**Lerntext**

....

Rezension

Gelungener Shetland-Krimi

Mörderische Brandung - Marsali Taylor

Mörderische Brandung
von Marsali Taylor

Cass Lynch ist ein Skipper - eine selbstbewusste junge Frau, die den Großteil ihres Lebens auf ihrer geliebten Jacht Chalida verbringt und sich ansonsten mit Jobs durchs Leben schlägt. Ihr erster richtiger Auftrag auf See ist die Verantwortung für ein restauriertes Wikingerschiff, das bei Filmaufnahmen auf den Shetland-Inseln eingesetzt werden soll. So führt dieser Einsatz Cass zurück auf ihre Heimatinsel, wo ihr Vater lebt und sie jeden Stein kennt. Aber kaum läuft es so richtig rund für sie, findet sie auf ihrem Schiff Stormfugl eine Tote! Und ausgerechnet auch noch ein wichtiges Mitglied der Filmcrew... jetzt geht es für Cass um alles, denn die Polizei ermittelt in alle Richtungen und auch sie selbst sowie ihre Familie geraten ins Visier der Ermittler.

....

**Arbeitsauftrag a**
Gib die folgenden Datensätze vollständig und Zeile für Zeile unverändert wieder.

**Verfügbare Datensätze**
....

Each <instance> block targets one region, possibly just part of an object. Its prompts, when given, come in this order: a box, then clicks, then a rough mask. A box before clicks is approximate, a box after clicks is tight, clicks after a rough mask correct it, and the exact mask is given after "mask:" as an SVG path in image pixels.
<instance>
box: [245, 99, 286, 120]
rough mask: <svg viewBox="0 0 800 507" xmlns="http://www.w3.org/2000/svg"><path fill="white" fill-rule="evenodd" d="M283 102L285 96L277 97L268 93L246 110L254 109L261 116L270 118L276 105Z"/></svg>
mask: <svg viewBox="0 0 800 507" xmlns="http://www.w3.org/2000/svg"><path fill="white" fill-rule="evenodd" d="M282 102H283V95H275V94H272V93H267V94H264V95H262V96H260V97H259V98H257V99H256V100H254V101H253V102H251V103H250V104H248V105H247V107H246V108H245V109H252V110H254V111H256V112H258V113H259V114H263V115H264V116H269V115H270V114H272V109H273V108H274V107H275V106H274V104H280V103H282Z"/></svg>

....

**Arbeitsauftrag b**
Liste alle Namen von Personen und Schiffen auf, die im Lerntext vorkommen.

**Ergebnis der Übung a**
Each <instance> block targets one region, possibly just part of an object. Its prompts, when given, come in this order: a box, then clicks, then a rough mask. A box before clicks is approximate, a box after clicks is tight, clicks after a rough mask correct it, and the exact mask is given after "mask:" as an SVG path in image pixels.
<instance>
box: [245, 99, 286, 120]
rough mask: <svg viewBox="0 0 800 507" xmlns="http://www.w3.org/2000/svg"><path fill="white" fill-rule="evenodd" d="M283 102L285 96L277 97L268 93L246 110L254 109L261 116L270 118L276 105Z"/></svg>
mask: <svg viewBox="0 0 800 507" xmlns="http://www.w3.org/2000/svg"><path fill="white" fill-rule="evenodd" d="M282 102H283V95H275V94H272V93H267V94H264V95H262V96H260V97H259V98H257V99H256V100H254V101H253V102H251V103H250V104H248V105H247V107H246V108H245V109H252V110H254V111H256V112H258V113H259V114H263V115H264V116H269V115H270V114H272V109H273V108H274V107H275V106H274V104H280V103H282Z"/></svg>

**Ergebnis der Übung b**
Marsali Taylor, Cass Lynch, Chalida, Stormfugl